Provided data:
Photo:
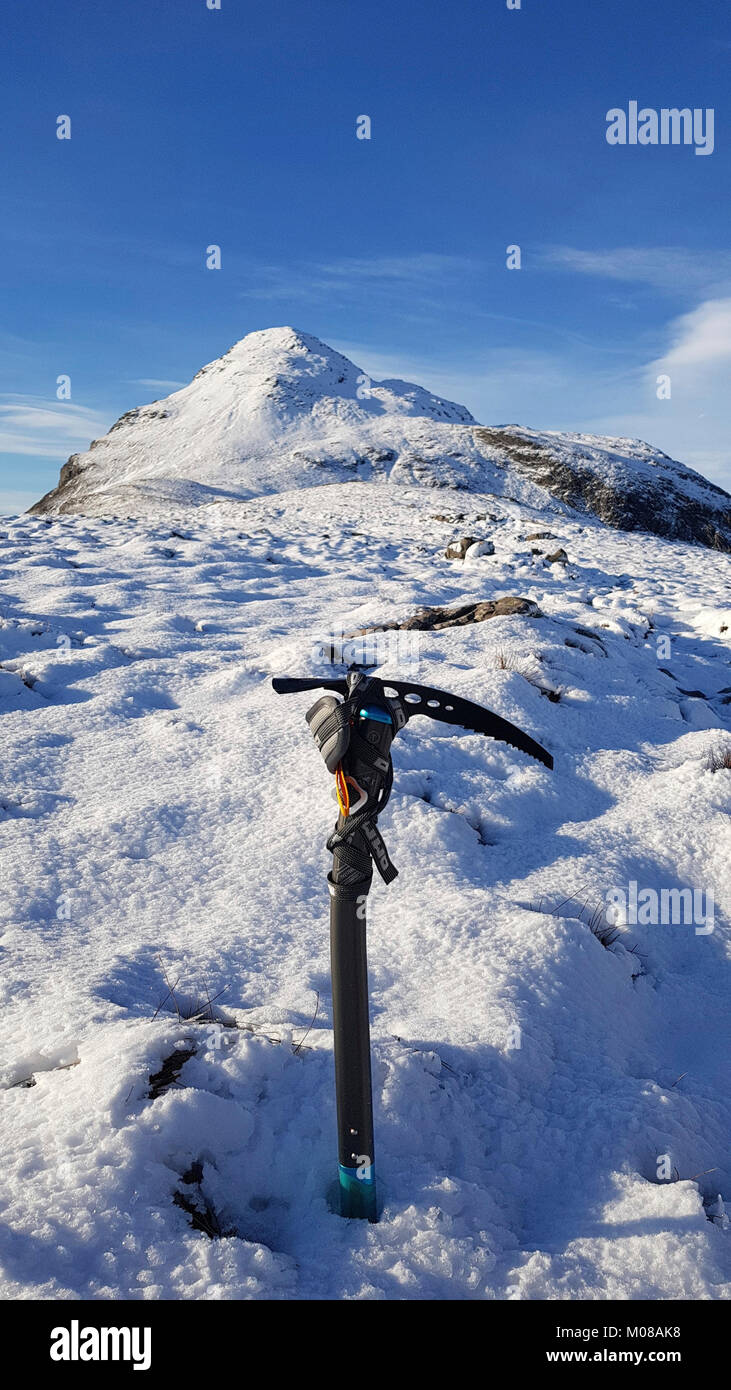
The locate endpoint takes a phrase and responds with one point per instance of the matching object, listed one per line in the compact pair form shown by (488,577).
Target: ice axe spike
(355,737)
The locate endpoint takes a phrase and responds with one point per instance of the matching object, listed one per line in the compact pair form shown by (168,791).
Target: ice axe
(355,737)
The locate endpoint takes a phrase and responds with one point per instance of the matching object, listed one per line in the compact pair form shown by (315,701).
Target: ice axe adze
(355,737)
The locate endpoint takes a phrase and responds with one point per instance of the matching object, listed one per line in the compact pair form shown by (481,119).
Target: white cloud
(671,268)
(701,339)
(46,428)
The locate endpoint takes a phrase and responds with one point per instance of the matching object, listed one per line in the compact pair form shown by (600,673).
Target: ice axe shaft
(355,737)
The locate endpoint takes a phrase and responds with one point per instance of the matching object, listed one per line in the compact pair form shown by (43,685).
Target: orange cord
(341,791)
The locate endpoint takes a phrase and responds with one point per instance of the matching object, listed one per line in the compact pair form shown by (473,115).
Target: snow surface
(163,819)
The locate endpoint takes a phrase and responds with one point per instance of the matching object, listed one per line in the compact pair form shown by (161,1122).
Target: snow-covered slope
(553,1114)
(284,410)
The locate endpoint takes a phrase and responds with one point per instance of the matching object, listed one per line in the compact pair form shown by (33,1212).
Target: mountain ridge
(282,409)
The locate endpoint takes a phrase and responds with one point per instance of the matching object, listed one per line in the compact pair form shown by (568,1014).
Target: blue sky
(192,127)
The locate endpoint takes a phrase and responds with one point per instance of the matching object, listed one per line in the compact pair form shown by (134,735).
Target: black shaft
(352,1057)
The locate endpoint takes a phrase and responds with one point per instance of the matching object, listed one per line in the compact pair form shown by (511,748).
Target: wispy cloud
(702,338)
(348,278)
(669,268)
(46,428)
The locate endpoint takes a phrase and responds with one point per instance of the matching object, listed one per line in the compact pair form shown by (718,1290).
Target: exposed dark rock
(434,619)
(626,499)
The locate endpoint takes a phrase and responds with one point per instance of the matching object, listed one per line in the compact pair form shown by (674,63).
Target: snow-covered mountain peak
(289,373)
(281,409)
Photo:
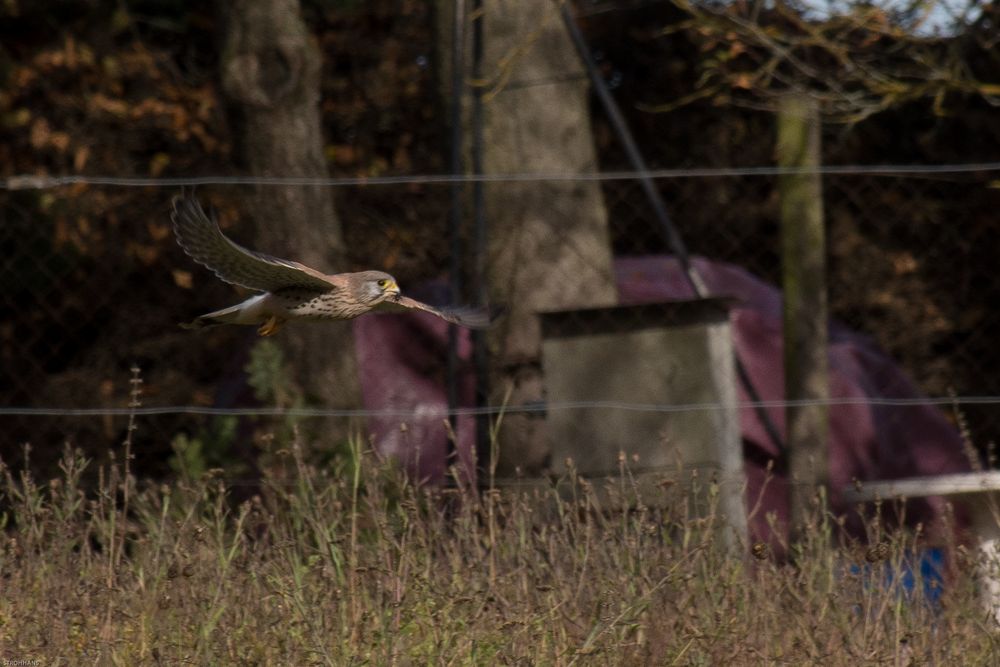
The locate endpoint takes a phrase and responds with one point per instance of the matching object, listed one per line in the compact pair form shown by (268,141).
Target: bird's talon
(270,327)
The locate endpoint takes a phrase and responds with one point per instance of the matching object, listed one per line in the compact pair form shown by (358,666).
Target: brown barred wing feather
(202,239)
(473,318)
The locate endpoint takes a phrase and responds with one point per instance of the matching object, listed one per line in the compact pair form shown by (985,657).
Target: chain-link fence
(94,282)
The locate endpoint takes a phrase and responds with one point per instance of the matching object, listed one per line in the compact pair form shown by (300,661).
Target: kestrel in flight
(290,290)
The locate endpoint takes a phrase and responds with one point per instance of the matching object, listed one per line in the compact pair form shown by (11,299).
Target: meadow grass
(351,564)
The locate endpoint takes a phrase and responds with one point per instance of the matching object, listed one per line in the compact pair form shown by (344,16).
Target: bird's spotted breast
(308,304)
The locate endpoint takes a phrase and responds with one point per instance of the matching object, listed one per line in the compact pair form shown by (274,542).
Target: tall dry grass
(353,564)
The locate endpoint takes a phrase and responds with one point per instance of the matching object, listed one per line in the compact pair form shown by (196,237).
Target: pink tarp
(402,368)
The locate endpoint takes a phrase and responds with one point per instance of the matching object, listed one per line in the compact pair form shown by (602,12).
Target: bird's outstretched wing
(473,318)
(202,239)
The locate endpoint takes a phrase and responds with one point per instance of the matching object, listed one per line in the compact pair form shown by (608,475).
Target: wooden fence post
(805,305)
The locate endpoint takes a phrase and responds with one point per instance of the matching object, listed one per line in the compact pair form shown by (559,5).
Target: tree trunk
(271,71)
(548,242)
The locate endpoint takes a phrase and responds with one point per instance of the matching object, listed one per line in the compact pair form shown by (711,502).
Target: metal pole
(673,237)
(480,352)
(455,219)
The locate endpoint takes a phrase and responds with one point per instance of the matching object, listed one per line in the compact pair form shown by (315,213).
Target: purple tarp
(401,368)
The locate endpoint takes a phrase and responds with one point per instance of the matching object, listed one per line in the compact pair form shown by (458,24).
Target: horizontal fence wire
(34,182)
(423,412)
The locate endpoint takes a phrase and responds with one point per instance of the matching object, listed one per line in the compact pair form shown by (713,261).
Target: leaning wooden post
(805,312)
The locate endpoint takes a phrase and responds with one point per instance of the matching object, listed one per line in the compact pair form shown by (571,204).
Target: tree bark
(271,71)
(548,242)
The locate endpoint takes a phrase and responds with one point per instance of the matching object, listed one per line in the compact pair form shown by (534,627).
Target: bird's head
(373,287)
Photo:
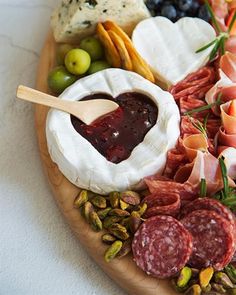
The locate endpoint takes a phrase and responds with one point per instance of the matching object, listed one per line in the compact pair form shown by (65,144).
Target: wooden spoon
(87,111)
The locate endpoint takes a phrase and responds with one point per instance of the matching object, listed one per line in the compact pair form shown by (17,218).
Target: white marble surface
(38,253)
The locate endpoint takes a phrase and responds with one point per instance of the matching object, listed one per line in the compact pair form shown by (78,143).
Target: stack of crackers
(120,51)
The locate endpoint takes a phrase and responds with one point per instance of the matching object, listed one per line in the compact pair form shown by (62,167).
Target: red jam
(115,135)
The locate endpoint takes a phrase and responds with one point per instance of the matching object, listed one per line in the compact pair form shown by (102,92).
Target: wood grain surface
(124,271)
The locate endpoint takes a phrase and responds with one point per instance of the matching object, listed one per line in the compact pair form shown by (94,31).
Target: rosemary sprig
(220,40)
(224,177)
(203,188)
(206,107)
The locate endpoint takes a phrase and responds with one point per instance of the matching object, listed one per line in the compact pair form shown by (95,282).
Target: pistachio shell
(99,202)
(113,250)
(81,199)
(184,277)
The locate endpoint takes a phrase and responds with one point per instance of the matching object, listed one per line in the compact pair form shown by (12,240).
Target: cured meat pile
(203,235)
(183,229)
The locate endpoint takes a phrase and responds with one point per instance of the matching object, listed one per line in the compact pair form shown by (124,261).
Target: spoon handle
(38,97)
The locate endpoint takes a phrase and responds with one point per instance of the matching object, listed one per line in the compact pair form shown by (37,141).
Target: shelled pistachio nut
(108,239)
(194,290)
(103,213)
(124,205)
(184,277)
(118,231)
(86,209)
(110,220)
(205,276)
(130,197)
(81,199)
(99,202)
(113,250)
(119,212)
(134,222)
(95,221)
(114,198)
(223,279)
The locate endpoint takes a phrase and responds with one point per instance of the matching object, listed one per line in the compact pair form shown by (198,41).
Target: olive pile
(74,63)
(175,9)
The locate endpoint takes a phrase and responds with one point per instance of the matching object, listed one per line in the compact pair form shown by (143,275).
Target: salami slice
(162,204)
(162,246)
(213,239)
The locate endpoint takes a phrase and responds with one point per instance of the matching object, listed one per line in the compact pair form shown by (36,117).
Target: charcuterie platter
(150,188)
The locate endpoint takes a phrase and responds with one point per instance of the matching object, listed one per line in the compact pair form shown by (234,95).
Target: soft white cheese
(170,48)
(75,19)
(83,165)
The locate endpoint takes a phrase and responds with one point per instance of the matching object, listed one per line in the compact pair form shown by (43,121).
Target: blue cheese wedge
(83,165)
(75,19)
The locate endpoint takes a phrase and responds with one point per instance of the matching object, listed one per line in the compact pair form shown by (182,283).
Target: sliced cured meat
(162,204)
(209,204)
(185,190)
(213,239)
(225,139)
(194,83)
(162,246)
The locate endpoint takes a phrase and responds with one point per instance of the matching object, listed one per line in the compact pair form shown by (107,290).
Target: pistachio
(194,290)
(223,279)
(114,199)
(126,249)
(119,212)
(109,220)
(95,221)
(219,288)
(81,199)
(184,277)
(108,239)
(231,272)
(124,205)
(142,209)
(205,276)
(113,250)
(118,231)
(130,197)
(86,209)
(103,213)
(134,222)
(99,202)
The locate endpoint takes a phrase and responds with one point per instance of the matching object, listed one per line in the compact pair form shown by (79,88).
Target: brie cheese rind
(73,20)
(170,48)
(83,165)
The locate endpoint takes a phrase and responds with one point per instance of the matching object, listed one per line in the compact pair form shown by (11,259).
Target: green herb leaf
(232,22)
(213,18)
(203,188)
(206,107)
(224,176)
(206,46)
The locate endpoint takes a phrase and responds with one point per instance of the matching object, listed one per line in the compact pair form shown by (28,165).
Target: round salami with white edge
(162,246)
(213,239)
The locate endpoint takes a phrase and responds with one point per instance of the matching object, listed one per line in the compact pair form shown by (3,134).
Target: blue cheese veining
(75,19)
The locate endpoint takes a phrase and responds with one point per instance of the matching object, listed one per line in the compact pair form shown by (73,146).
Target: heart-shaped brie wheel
(170,48)
(83,165)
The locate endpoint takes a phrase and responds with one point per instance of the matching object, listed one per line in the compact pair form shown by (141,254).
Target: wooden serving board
(123,271)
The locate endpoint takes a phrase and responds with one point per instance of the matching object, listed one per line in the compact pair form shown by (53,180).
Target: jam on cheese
(115,135)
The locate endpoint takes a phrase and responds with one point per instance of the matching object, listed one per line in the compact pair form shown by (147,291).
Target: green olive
(77,61)
(59,79)
(61,53)
(93,47)
(97,66)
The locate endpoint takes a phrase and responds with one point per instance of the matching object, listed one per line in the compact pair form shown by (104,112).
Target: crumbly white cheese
(83,165)
(75,19)
(170,48)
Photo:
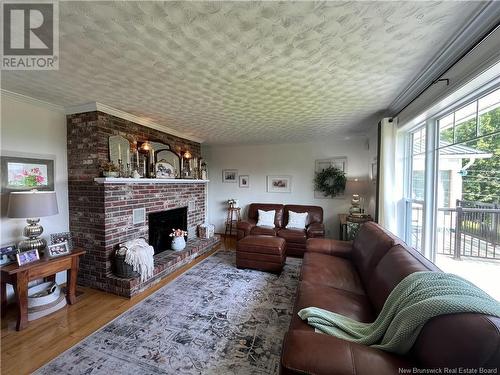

Instructions to follow: Reproduce, character for character, only the lines of the preceding data that start at the line with "shown by (62,167)." and end at the line with "shown by (37,141).", both included.

Written response:
The locate endpoint takes a phrase and responds with one point per instance of the matching object, listed one per line in the compact pair form shown by (62,167).
Target: red jam
(115,135)
The locate endpoint takes a phrase and responds with one point per instance of the matching object, listed one per line in the compact pair form shown by (102,92).
Target: wood grain surface
(124,271)
The locate endpoint takes a phrase and responds with one point per instance of the matching object, listed one per line in the compact pair form shown by (94,31).
Target: rosemary sprig
(220,40)
(224,177)
(203,188)
(206,107)
The locate endpoint takes a phrase and responds with one point per instance of the matching object, listed one per line in the compact pair form shown by (95,282).
Target: pistachio shell
(99,202)
(113,250)
(81,199)
(184,277)
The locate endpoint takes a phrase and responds with one point per instance of the matching object, listed one per line in the compact pair form shown by (12,240).
Target: cured meat pile
(203,235)
(183,229)
The locate endpoint takes a phrase and responds with one point per instance of the matching object, listed one per line in the compact pair form shown by (124,261).
Target: spoon handle
(38,97)
The locate endpoint takes a phrase and responds with one point per instance of the matching object, listed one per line in the compact pair form shown by (37,141).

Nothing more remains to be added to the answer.